* _WHAT TO WORK ON_:
Reproduce the items unchanged, starting at the line containing "What part of this scan shows the blue jacket, and" and continuing through the final line of the items, with both ends included.
◇ ◇ ◇ ◇ ◇
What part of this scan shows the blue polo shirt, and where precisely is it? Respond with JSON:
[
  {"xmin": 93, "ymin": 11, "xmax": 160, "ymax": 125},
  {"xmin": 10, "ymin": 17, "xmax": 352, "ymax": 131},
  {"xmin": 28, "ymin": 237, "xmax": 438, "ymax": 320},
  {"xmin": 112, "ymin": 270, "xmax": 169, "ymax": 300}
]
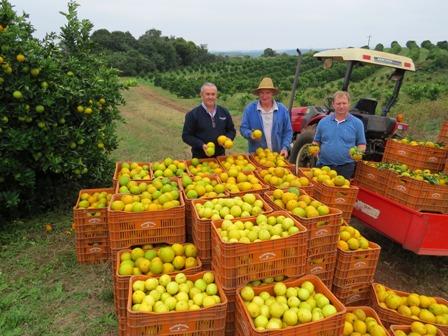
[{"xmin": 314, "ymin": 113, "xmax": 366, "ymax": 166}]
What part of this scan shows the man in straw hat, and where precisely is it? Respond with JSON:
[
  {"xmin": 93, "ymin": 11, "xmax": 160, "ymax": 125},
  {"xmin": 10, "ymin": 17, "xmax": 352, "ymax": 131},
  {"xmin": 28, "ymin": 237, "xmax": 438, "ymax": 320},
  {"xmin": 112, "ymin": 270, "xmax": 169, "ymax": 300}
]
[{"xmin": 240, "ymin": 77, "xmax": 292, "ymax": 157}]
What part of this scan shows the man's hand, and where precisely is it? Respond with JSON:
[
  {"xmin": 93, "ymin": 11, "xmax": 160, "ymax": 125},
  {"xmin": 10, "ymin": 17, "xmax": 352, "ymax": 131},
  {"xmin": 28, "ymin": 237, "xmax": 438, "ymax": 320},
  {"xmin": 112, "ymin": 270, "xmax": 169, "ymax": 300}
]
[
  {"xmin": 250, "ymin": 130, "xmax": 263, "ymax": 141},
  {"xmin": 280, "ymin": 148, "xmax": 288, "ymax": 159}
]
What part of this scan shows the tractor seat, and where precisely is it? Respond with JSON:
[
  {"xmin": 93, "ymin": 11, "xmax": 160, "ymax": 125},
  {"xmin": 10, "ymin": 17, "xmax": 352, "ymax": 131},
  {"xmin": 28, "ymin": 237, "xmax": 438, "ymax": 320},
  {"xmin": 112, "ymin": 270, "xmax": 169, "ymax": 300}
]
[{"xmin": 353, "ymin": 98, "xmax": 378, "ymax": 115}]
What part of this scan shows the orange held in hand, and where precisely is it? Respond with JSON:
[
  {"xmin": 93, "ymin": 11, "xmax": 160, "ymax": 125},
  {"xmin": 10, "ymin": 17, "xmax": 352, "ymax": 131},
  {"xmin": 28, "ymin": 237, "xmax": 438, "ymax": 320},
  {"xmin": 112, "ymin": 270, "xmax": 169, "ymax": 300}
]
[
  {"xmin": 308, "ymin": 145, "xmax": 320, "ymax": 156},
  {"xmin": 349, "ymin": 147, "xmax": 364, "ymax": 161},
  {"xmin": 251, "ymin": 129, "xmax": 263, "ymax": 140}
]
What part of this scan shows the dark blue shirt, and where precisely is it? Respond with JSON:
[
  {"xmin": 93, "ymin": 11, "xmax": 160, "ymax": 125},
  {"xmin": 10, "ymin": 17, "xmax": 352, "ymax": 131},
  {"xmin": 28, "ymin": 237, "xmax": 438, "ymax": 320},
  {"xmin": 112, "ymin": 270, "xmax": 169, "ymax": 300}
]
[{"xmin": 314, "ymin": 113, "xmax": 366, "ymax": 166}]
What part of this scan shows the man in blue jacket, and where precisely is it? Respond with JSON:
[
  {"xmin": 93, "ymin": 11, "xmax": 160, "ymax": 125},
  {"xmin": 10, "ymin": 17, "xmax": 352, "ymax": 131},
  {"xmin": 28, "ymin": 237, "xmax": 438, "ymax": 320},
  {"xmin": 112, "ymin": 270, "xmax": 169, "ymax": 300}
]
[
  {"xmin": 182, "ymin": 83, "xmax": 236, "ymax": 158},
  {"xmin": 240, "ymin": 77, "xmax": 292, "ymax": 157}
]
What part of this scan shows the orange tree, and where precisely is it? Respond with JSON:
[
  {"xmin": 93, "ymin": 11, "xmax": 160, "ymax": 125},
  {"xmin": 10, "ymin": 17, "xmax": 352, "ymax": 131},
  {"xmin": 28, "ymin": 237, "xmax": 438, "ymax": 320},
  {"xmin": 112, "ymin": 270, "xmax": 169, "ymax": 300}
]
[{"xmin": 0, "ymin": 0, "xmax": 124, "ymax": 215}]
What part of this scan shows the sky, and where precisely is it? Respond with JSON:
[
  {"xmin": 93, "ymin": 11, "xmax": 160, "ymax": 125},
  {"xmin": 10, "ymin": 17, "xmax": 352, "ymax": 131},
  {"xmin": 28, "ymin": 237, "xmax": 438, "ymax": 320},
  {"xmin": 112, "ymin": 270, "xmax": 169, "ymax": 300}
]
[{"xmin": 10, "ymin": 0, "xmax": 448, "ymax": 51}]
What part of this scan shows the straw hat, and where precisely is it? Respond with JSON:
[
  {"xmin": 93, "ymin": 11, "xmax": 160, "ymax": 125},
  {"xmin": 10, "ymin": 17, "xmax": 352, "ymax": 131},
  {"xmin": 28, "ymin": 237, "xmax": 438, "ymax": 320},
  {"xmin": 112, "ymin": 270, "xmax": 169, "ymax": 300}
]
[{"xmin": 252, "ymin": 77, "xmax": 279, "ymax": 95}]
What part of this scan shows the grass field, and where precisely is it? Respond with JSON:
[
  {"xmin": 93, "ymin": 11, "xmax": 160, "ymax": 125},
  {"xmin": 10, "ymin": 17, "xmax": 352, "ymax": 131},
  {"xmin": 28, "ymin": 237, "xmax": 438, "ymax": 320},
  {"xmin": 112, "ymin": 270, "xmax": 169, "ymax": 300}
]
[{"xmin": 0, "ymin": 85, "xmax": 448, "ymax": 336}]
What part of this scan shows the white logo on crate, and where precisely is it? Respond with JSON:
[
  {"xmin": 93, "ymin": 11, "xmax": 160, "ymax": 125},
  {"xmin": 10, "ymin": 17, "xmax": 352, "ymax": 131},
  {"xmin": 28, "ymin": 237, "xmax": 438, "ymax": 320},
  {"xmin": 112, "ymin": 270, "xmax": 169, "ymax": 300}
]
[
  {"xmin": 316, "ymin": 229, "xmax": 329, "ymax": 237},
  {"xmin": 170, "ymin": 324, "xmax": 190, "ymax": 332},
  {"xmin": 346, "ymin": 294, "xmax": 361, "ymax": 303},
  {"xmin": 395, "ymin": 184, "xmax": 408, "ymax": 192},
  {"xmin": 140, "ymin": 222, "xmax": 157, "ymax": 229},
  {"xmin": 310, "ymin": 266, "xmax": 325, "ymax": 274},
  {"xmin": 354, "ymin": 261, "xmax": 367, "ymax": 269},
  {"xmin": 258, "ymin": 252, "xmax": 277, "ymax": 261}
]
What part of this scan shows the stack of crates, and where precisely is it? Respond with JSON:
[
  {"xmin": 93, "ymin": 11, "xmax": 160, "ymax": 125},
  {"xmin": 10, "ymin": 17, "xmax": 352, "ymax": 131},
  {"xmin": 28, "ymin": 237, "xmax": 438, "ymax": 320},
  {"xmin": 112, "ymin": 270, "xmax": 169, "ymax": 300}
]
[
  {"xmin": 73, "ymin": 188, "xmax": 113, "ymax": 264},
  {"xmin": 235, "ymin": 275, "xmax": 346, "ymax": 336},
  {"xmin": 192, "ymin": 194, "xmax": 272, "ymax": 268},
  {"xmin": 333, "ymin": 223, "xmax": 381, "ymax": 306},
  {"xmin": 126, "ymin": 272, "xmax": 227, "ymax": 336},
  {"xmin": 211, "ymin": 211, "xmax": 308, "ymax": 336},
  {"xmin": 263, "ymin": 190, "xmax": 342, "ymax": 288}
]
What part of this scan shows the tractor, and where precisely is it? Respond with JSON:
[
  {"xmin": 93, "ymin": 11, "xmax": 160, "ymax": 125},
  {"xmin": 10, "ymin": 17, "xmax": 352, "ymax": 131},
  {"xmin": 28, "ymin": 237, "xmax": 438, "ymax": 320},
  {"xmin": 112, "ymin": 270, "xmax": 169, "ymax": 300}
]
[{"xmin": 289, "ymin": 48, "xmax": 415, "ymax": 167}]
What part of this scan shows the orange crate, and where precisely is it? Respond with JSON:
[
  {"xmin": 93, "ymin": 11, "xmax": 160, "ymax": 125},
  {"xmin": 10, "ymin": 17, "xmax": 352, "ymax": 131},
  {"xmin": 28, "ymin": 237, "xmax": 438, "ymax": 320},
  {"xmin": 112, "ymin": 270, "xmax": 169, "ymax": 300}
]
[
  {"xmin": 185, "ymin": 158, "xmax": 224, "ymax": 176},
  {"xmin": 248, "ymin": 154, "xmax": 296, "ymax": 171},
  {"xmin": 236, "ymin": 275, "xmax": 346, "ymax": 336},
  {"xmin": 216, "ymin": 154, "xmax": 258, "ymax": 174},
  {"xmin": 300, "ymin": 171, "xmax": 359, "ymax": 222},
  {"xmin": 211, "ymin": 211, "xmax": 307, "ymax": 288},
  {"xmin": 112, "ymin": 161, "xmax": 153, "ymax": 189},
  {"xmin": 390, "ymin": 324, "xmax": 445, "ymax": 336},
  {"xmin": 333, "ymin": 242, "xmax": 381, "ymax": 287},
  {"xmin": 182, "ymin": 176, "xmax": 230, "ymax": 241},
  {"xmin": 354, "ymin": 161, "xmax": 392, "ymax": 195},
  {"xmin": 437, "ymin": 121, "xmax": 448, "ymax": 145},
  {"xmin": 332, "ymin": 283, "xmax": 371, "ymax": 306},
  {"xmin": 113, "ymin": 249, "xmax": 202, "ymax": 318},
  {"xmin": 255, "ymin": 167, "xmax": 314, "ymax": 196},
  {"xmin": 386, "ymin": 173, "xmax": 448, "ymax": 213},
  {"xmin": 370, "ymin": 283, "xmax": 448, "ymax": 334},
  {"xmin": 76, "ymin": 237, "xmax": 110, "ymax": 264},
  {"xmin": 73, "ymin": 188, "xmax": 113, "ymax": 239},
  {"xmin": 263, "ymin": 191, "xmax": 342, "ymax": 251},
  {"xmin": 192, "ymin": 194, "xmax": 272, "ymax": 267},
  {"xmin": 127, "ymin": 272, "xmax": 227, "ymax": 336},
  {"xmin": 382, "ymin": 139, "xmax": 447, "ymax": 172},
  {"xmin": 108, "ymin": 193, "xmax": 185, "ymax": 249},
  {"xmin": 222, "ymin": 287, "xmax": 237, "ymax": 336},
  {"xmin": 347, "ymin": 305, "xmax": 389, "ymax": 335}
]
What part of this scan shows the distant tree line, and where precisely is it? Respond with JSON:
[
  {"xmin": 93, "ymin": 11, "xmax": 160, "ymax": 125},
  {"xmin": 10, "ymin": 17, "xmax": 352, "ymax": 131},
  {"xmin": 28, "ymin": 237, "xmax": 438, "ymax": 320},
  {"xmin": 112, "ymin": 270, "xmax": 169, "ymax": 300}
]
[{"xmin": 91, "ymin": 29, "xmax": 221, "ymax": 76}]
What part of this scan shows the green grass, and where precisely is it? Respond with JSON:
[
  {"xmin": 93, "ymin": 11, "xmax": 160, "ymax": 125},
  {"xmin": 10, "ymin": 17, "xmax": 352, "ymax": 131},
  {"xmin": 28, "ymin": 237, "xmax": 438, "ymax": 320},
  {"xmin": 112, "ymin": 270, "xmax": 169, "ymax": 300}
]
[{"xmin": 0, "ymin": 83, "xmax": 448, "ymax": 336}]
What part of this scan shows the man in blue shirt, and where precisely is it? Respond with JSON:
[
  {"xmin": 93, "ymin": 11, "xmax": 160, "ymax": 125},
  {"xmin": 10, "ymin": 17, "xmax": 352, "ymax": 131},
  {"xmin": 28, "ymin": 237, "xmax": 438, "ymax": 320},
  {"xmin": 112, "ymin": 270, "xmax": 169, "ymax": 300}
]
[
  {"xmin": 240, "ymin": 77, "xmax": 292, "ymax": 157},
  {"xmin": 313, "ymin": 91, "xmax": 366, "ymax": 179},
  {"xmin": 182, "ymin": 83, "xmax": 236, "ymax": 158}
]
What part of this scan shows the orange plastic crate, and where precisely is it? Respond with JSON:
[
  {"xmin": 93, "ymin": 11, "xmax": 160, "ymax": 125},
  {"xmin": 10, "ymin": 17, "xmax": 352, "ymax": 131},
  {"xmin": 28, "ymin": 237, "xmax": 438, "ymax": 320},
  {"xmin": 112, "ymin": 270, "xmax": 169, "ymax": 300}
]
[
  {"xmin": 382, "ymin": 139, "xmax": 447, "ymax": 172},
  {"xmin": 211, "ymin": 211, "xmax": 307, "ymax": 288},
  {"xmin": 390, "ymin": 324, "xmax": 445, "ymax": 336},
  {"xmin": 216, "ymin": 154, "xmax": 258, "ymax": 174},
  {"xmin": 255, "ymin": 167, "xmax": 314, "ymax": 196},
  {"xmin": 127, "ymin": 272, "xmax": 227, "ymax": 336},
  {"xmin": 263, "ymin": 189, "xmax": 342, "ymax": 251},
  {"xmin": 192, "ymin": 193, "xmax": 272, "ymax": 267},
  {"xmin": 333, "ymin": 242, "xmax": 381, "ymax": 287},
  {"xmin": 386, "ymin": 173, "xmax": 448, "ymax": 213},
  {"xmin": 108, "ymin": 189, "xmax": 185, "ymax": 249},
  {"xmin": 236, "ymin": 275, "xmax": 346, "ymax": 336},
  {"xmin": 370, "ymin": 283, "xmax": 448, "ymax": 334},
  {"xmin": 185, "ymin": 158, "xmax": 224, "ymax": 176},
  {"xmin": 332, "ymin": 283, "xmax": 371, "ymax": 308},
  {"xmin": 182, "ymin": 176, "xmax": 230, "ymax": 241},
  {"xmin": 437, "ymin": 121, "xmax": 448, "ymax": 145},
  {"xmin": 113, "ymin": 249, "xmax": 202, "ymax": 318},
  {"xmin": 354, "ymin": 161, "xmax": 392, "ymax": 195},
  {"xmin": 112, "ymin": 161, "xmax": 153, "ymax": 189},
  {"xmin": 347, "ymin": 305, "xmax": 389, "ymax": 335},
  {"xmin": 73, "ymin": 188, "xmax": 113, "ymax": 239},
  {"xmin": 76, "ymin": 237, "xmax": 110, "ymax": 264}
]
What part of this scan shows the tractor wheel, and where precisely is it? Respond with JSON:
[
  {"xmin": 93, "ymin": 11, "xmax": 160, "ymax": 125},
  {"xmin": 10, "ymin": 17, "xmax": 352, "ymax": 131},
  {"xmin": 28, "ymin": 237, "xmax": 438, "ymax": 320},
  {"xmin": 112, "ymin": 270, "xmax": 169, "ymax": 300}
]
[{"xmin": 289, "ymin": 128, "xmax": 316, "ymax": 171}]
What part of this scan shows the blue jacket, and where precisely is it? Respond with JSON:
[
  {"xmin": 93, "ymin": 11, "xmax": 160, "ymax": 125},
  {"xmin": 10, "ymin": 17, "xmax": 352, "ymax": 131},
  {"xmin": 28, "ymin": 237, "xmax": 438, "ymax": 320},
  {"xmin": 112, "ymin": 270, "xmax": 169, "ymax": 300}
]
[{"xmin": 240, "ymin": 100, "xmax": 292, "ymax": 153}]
◇ ◇ ◇ ◇ ◇
* _OUTPUT FOR THIS EXERCISE_:
What part of this scan shows the blue jacket, and where precisely is it? Respond with JSON:
[
  {"xmin": 93, "ymin": 11, "xmax": 160, "ymax": 125},
  {"xmin": 10, "ymin": 17, "xmax": 352, "ymax": 131},
  {"xmin": 28, "ymin": 237, "xmax": 438, "ymax": 320},
  {"xmin": 112, "ymin": 270, "xmax": 169, "ymax": 300}
]
[{"xmin": 240, "ymin": 100, "xmax": 292, "ymax": 153}]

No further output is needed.